:: Required task ::
Please show every line of the records below that contains the word "panel".

:: Records for processing ::
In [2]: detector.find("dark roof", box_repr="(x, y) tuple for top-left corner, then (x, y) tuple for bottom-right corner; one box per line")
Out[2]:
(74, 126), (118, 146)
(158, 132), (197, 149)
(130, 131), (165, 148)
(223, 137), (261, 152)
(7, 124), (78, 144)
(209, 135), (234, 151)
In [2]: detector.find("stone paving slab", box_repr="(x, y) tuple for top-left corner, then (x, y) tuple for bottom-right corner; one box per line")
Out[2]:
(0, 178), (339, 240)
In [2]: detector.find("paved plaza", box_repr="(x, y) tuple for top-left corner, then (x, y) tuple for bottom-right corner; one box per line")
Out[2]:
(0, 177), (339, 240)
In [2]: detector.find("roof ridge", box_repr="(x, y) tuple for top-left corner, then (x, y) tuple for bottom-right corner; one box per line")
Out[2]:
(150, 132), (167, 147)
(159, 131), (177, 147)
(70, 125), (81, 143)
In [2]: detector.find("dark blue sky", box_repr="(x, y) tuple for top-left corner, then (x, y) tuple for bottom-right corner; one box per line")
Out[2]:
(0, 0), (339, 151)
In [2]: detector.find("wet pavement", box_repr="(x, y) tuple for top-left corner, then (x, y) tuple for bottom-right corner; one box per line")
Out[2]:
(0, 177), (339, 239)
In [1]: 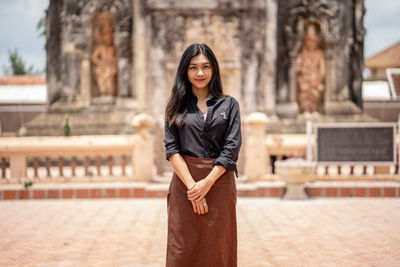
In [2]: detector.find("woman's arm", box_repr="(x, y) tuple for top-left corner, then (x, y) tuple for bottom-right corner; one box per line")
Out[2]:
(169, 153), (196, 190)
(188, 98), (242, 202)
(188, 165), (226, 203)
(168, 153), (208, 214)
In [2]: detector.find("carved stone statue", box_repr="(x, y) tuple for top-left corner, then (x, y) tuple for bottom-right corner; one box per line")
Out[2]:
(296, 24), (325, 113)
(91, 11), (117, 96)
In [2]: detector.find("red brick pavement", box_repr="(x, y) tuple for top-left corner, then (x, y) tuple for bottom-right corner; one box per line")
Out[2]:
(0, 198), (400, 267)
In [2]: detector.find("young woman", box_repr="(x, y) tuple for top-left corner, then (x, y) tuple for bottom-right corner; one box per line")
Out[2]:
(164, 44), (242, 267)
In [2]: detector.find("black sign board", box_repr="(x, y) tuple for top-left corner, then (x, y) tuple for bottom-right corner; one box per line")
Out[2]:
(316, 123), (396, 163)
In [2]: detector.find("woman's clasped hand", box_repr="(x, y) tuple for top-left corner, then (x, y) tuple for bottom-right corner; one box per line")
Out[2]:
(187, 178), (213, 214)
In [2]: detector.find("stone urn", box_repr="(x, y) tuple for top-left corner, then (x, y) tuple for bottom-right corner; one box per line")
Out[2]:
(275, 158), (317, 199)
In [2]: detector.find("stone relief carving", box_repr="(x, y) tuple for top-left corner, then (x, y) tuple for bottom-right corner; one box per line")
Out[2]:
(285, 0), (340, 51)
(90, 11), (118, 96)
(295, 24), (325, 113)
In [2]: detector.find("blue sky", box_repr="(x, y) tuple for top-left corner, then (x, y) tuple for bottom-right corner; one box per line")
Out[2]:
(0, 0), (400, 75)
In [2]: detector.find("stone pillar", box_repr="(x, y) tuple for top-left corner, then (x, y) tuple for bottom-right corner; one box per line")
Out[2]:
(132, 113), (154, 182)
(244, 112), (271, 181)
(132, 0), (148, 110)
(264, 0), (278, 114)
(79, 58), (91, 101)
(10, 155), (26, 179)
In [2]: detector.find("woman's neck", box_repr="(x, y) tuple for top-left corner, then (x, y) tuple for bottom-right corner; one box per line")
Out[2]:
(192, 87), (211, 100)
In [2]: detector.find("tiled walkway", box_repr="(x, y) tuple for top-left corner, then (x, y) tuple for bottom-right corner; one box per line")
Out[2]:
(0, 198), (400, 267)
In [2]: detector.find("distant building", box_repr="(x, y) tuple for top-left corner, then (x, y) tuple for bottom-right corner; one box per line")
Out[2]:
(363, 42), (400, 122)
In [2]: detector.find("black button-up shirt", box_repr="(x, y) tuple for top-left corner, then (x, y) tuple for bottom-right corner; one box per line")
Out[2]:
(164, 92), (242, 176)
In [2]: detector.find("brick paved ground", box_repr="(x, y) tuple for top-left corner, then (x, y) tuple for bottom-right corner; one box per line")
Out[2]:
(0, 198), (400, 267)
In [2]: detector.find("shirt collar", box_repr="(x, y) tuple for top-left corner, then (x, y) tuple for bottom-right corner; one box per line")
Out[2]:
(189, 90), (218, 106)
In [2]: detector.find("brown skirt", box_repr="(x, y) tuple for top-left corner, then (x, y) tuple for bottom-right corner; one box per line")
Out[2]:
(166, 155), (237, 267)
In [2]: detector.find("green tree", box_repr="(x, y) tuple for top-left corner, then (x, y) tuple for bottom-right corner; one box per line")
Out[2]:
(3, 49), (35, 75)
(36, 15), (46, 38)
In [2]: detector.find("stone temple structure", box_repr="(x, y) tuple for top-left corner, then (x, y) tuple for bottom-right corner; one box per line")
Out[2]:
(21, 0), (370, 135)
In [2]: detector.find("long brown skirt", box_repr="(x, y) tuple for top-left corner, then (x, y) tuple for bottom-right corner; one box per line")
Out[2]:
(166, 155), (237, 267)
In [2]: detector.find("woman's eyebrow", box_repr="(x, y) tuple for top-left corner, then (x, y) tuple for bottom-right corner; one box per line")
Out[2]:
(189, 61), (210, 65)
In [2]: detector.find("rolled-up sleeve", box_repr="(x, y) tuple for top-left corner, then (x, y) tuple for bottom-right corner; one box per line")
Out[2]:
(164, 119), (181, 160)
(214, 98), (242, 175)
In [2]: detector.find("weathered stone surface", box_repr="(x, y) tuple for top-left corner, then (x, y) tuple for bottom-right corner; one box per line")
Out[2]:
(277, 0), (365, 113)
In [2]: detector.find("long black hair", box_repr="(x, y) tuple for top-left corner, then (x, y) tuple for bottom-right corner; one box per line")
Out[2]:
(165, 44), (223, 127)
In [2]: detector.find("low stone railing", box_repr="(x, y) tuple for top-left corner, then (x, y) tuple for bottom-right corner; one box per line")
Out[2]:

--

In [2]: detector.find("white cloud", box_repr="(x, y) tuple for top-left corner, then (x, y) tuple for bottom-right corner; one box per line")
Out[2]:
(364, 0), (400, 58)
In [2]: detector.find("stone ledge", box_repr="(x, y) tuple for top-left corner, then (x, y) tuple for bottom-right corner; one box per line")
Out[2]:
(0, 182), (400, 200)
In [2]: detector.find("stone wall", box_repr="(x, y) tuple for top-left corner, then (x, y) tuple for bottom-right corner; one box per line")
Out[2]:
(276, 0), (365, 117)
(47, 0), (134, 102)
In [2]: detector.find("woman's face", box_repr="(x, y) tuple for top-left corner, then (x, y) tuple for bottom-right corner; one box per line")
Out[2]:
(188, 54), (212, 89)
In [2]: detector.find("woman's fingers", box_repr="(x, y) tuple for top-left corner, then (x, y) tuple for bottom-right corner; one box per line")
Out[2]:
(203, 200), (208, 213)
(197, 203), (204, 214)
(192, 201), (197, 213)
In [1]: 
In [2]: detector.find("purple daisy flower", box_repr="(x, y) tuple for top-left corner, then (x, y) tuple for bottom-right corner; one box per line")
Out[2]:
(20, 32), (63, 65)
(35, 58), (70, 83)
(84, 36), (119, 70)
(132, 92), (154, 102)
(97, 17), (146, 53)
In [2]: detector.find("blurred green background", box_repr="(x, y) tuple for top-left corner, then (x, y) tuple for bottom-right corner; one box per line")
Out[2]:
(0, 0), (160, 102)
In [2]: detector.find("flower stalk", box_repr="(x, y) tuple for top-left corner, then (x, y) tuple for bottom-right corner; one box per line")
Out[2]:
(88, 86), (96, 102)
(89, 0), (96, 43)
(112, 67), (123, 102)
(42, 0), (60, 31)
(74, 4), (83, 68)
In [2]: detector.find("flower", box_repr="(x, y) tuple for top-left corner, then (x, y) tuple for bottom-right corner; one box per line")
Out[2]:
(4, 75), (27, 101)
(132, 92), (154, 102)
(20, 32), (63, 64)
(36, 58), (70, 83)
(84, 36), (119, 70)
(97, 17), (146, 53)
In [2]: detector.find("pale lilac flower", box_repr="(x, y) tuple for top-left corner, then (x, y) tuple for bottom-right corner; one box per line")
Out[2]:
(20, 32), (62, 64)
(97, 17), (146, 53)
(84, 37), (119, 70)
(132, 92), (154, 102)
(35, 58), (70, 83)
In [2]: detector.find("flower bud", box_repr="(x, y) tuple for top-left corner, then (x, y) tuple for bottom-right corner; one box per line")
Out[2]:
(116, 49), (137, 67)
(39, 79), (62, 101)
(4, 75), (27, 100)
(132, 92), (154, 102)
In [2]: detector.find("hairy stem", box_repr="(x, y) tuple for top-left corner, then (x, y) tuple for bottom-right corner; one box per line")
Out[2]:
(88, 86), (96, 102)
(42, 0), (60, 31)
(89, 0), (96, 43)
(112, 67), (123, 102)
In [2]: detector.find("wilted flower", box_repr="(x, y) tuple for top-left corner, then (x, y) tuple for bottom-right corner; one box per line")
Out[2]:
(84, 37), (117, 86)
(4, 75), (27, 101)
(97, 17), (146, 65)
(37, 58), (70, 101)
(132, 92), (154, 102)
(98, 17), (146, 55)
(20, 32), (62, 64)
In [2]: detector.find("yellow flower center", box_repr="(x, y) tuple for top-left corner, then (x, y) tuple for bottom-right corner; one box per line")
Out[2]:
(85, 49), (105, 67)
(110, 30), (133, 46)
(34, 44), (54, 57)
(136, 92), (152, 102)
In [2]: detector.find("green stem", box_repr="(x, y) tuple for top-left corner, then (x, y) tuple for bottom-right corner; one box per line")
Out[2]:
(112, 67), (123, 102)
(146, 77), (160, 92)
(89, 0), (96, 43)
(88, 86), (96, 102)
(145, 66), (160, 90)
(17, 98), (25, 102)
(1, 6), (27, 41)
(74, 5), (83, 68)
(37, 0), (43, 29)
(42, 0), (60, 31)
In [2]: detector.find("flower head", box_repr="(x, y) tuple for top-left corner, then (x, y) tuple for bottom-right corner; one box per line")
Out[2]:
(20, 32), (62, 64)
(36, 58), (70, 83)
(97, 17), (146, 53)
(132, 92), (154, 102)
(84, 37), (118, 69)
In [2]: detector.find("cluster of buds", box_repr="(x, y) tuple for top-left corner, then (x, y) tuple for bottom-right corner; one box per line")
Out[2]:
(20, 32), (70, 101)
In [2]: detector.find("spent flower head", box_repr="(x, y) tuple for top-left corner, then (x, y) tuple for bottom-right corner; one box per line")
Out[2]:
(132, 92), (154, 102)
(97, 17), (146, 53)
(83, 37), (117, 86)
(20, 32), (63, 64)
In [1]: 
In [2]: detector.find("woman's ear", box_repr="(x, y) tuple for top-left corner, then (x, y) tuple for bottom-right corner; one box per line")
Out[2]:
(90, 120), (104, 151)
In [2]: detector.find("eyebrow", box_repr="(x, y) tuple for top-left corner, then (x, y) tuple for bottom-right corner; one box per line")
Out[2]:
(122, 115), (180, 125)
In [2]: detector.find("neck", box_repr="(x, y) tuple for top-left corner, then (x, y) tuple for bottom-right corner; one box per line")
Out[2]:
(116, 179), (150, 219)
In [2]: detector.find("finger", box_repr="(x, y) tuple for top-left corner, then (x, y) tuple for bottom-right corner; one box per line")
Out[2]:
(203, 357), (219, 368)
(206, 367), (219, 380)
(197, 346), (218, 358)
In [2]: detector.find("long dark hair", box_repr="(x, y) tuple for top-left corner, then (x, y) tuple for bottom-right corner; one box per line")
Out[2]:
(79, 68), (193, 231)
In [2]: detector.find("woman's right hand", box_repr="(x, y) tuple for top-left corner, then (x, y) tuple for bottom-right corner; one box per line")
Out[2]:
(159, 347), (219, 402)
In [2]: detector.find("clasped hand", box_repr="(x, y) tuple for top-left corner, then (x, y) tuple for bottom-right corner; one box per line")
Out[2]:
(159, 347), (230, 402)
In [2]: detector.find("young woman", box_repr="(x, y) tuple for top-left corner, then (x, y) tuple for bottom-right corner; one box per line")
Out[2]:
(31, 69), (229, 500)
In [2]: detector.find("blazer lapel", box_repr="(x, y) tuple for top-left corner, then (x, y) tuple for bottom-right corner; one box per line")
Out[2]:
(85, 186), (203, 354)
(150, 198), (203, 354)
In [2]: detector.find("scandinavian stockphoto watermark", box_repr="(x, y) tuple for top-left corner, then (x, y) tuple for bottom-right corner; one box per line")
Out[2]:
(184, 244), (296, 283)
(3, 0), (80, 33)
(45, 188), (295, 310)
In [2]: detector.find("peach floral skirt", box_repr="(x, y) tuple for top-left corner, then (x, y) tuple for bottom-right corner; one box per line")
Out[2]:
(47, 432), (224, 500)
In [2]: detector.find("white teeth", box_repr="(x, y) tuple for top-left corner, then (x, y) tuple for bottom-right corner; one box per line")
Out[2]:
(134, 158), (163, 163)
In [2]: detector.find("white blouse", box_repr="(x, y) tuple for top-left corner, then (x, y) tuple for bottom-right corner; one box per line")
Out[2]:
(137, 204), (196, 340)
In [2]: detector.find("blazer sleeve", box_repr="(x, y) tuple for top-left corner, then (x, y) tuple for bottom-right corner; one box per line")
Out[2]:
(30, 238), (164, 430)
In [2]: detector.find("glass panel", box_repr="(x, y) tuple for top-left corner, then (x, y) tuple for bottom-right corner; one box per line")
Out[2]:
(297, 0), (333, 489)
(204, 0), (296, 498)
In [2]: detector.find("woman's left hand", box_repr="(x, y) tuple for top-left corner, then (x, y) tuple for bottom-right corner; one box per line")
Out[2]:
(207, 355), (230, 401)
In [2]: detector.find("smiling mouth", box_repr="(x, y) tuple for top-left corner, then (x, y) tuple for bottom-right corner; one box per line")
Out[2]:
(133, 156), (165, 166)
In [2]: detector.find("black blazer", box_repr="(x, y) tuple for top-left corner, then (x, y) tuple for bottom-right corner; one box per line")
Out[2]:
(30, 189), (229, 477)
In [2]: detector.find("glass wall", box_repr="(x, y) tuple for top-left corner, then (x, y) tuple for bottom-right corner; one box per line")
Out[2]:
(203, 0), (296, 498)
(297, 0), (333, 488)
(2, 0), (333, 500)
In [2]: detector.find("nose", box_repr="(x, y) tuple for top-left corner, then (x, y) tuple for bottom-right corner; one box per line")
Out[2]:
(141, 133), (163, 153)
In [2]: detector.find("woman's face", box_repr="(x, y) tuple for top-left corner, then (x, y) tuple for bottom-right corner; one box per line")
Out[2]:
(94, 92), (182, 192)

==

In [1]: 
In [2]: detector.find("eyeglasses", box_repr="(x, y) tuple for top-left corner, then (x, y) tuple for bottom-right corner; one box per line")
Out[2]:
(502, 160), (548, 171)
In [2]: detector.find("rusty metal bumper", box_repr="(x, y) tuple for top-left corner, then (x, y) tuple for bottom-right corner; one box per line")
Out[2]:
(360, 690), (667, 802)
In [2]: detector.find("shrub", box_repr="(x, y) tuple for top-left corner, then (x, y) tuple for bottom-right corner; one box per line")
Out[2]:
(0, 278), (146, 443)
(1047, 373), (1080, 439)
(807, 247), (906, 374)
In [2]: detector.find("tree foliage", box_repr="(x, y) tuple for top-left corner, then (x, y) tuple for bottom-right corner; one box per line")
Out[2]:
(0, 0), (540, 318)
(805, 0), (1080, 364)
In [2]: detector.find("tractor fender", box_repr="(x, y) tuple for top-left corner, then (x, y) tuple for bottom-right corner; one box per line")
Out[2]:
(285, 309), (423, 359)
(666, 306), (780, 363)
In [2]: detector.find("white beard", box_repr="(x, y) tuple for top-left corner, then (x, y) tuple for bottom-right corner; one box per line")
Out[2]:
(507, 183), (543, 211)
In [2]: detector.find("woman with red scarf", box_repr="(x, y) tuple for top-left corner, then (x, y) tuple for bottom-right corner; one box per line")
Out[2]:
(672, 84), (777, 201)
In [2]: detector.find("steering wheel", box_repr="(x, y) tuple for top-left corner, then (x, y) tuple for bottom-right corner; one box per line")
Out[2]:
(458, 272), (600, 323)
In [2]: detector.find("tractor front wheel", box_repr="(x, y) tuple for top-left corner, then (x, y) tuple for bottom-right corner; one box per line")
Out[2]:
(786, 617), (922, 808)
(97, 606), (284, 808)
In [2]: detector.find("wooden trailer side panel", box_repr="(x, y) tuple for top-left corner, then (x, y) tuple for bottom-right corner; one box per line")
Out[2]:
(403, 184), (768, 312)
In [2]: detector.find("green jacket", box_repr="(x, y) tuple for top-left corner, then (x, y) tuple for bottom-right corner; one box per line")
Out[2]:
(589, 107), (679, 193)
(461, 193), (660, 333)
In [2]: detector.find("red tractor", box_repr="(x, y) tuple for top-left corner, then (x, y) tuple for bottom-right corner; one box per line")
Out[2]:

:: Exercise answer ::
In [2]: detector.find("glass panel", box_repr="(x, y) tuple for top-left corner, then (x, y) tuple for bottom-right corner; one box per line")
In [2]: detector.find("wooden trailer side panel", box_repr="(x, y) tuple for top-left corner, then (x, y) tuple for bottom-right corner; one box per line")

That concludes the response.